__Texto para leitura__.
= = = = = = =
A razão do que fazemos

por João Luiz Sampaio 01/09/2019

Em entrevista, maestro Kent Nagano fala de concertos no Brasil, relembra momentos de sua trajetória e comenta planos para o futuro

Entrevistar Kent Nagano pode ser uma experiência angustiante. Não porque, como tantos artistas, o maestro não goste de falar daquilo que faz. É exatamente o contrário. Cada resposta revela-se uma longa reflexão que extravasa a pergunta inicial. Então, quando se tem pouco tempo, o que fazer? Deixá-lo falar ou interrompê-lo, para que mais perguntas sejam feitas? No fim das contas, o fato é que nem seria possível – o raciocínio possui um fio, um arco amplo, em que as ideias vão se sucedendo, como aliás acontece, a gente percebe, em suas próprias interpretações, responsáveis por fazer dele um dos grandes maestros de sua geração.
= = = = = = =
__Extrato dos dados__.
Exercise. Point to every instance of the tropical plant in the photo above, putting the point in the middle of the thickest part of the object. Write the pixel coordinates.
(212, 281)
= = = = = = =
__Tarefas__.
• 1. Copie fielmente, do texto sobre Kent Nagano, tudo o que vai desde "por João Luiz" até "de sua geração.".
• 2. Prossiga com o texto sobre Kent Nagano a partir da última frase apresentada.

__Resultados em ordem__.
• 1.
por João Luiz Sampaio 01/09/2019

Em entrevista, maestro Kent Nagano fala de concertos no Brasil, relembra momentos de sua trajetória e comenta planos para o futuro

Entrevistar Kent Nagano pode ser uma experiência angustiante. Não porque, como tantos artistas, o maestro não goste de falar daquilo que faz. É exatamente o contrário. Cada resposta revela-se uma longa reflexão que extravasa a pergunta inicial. Então, quando se tem pouco tempo, o que fazer? Deixá-lo falar ou interrompê-lo, para que mais perguntas sejam feitas? No fim das contas, o fato é que nem seria possível – o raciocínio possui um fio, um arco amplo, em que as ideias vão se sucedendo, como aliás acontece, a gente percebe, em suas próprias interpretações, responsáveis por fazer dele um dos grandes maestros de sua geração.

• 2.
Nagano vem ao Brasil para, no comecinho de outubro, nos dias 1º e 2, em São Paulo, e no dia 3, no Rio de Janeiro, reger a Orquestra Sinfônica de Montreal, da qual é diretor desde 2006, pelas temporadas da Cultura Artística e da Dell’Arte, respectivamente. É um bom lugar para começar. E pergunto o motivo pelo qual escolheu para a turnê obras de Mozart, Brahms, Mahler e Bartók. São compositores que, colocados assim, lado a lado, de alguma maneira formam uma sequência sobre como o repertório sinfônico se desenvolveu.

“Você tem razão”, ele diz. “Mas o objetivo na verdade foi outro. Uma turnê é um momento de mostrar aquilo que você é. E, no caso da Sinfônica de Montreal, isso significa entender o lugar de onde ela vem, o papel que desempenha na sociedade em que está inserida. E Quebec [província canadense da qual Montreal é a principal cidade] é um lugar sui generis.”

Nagano chegou à direção do grupo quando sua carreira desenvolvia-se principalmente na Europa, onde dirigia a Ópera de Hamburgo e a Deutsches Symphonie-Orchester Berlin. “Quando desembarquei em Quebec, levei um susto, um susto interessante. Era como se estivesse em solo europeu. A influência europeia era muito viva, e alimentada, sem rupturas, sem rejeições. Ao mesmo tempo, havia um desejo de modernidade característico do novo mundo.”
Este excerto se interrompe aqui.